Records from a data collection:
▼▼▼

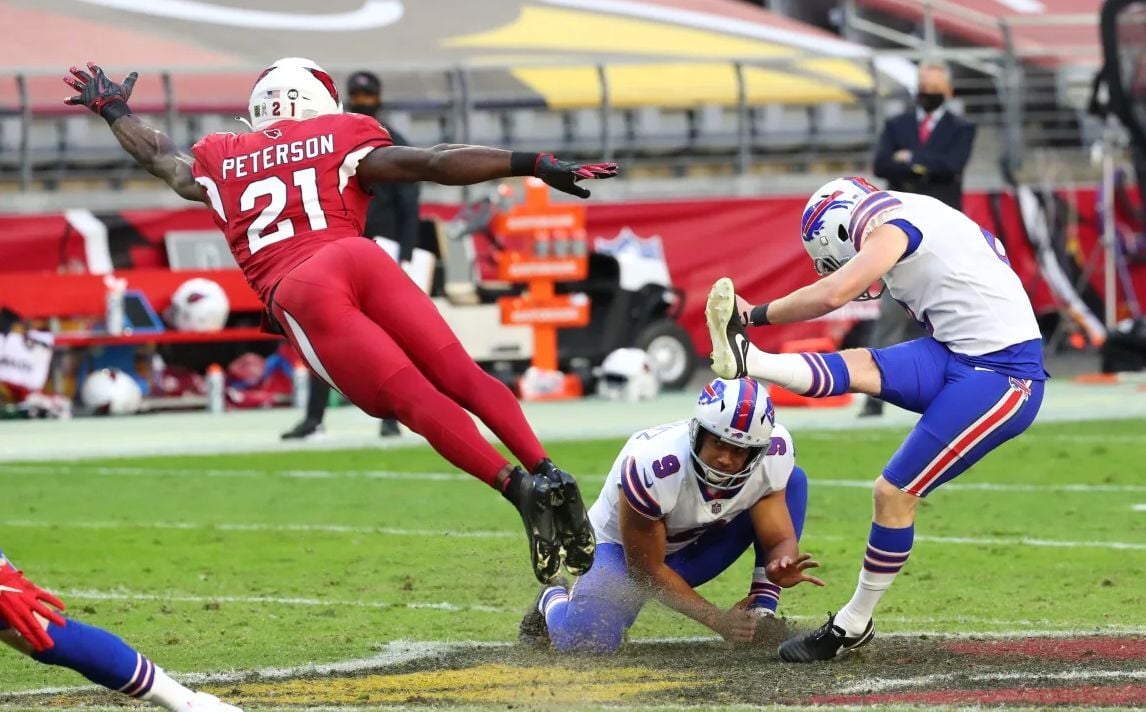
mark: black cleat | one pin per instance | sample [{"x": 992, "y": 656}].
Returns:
[
  {"x": 536, "y": 498},
  {"x": 573, "y": 526},
  {"x": 872, "y": 407},
  {"x": 534, "y": 631},
  {"x": 730, "y": 343},
  {"x": 305, "y": 430},
  {"x": 824, "y": 643}
]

▲▲▲

ACTION ITEM - Go through the entries above and write them out again exactly, images left behind.

WRITTEN REPLY -
mark: black cleat | one pin per instance | sample [{"x": 992, "y": 656}].
Returns:
[
  {"x": 536, "y": 498},
  {"x": 573, "y": 526},
  {"x": 872, "y": 407},
  {"x": 534, "y": 631},
  {"x": 730, "y": 343},
  {"x": 305, "y": 430},
  {"x": 824, "y": 643}
]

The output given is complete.